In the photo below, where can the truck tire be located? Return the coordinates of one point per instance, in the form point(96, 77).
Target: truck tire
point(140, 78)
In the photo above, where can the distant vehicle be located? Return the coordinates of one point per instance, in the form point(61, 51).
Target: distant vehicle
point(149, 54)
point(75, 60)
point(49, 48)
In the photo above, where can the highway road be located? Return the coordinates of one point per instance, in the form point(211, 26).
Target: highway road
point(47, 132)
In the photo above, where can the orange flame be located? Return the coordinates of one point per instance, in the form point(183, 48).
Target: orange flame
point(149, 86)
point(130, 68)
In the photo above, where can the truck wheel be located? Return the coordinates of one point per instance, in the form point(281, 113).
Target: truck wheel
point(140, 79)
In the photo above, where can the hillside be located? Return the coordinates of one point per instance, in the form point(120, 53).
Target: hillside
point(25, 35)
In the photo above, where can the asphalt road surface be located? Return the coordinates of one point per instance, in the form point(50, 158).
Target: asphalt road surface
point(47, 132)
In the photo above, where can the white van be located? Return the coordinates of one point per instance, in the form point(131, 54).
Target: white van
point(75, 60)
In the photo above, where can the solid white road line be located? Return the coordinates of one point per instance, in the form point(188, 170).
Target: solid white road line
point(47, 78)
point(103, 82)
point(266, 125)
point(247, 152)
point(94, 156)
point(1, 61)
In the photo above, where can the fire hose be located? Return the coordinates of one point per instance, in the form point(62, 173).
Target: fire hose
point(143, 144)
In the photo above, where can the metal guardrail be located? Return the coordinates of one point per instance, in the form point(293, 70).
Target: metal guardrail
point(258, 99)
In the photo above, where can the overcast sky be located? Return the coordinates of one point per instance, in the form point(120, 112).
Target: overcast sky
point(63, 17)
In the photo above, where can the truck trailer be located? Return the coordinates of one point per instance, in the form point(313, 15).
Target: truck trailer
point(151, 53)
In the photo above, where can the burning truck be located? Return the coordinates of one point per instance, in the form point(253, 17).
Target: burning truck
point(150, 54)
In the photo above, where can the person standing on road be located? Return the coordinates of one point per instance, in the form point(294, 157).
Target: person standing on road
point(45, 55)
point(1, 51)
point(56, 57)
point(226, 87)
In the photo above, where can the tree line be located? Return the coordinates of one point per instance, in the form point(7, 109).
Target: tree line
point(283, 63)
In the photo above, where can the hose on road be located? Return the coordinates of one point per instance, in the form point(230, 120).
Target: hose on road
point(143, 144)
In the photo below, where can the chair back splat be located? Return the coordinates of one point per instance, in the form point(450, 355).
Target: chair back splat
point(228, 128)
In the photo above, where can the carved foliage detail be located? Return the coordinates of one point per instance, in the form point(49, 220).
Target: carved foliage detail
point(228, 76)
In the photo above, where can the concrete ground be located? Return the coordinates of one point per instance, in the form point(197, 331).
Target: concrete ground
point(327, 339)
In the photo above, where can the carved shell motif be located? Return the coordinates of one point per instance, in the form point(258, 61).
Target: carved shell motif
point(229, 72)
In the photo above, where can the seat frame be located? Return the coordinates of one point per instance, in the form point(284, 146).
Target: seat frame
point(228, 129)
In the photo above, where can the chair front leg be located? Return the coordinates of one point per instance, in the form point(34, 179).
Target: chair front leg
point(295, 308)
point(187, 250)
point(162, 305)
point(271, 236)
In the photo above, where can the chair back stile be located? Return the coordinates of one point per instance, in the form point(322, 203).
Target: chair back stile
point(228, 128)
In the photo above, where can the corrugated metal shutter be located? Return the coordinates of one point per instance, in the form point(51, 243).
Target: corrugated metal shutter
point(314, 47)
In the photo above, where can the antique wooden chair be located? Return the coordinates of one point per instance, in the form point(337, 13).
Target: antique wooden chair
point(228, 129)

■ ■ ■ ■

Repeat, word for word, every line from the line that contains "In the photo above, where can the seat" to the end of the entries; include both of those lines and no others.

In the photo above, where can the seat frame be located? Return the coordinates of one point per instance, in the form point(284, 146).
Target: seat frame
point(228, 129)
In the photo above, where can the chair front leg be located? Return the coordinates of one point per instance, in the form point(34, 179).
Target: chair front leg
point(295, 308)
point(187, 250)
point(162, 305)
point(271, 236)
In the photo above, where can the chair back stile be located? Return the coordinates of one point per instance, in the form point(322, 203).
Target: chair back stile
point(228, 128)
In the photo above, where can the corrugated metal shutter be located? Return the coordinates of one point per instance, in the form point(51, 243).
Target: corrugated metal shutter
point(314, 47)
In the photo above, where can the antique wooden chair be located? Return the coordinates of one point per instance, in the form point(337, 13).
Target: antique wooden chair
point(228, 129)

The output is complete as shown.